= Prompt =
From the listing below, return each line that includes "railway".

= Data excerpts =
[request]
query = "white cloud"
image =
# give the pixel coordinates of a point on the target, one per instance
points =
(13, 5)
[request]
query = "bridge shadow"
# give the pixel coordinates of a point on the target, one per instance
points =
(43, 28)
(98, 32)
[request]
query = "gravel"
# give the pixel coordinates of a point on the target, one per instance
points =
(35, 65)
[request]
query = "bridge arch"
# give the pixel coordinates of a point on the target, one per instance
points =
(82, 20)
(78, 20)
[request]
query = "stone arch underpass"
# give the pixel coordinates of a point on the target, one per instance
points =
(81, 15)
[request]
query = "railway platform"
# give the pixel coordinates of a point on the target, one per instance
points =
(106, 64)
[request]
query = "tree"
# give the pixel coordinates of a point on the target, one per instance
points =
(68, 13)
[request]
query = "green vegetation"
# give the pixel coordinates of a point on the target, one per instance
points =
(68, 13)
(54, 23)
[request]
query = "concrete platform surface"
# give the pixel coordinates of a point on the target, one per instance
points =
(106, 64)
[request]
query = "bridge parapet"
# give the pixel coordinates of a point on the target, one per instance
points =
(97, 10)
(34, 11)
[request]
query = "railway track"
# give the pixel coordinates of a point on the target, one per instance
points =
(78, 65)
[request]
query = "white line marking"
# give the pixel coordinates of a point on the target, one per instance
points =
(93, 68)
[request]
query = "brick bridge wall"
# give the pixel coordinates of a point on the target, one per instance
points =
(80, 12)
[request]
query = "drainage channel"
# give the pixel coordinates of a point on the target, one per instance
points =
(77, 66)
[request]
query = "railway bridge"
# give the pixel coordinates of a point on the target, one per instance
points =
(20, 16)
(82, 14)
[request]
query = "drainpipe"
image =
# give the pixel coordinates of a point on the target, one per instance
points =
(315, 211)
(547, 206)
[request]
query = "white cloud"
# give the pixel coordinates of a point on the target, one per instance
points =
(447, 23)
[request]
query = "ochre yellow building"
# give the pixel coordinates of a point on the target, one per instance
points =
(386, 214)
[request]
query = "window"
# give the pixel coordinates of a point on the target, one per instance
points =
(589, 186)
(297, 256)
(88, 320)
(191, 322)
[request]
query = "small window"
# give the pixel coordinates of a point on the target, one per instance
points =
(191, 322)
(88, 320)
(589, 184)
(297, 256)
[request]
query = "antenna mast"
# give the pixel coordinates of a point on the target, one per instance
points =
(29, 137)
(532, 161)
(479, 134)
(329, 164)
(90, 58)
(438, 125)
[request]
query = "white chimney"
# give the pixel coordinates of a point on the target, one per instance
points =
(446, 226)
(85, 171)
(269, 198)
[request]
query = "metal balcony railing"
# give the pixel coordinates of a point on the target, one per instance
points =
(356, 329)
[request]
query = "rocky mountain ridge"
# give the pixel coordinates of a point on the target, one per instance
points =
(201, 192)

= Exercise output =
query = "railway platform"
query = "railway track"
query = "railway bridge"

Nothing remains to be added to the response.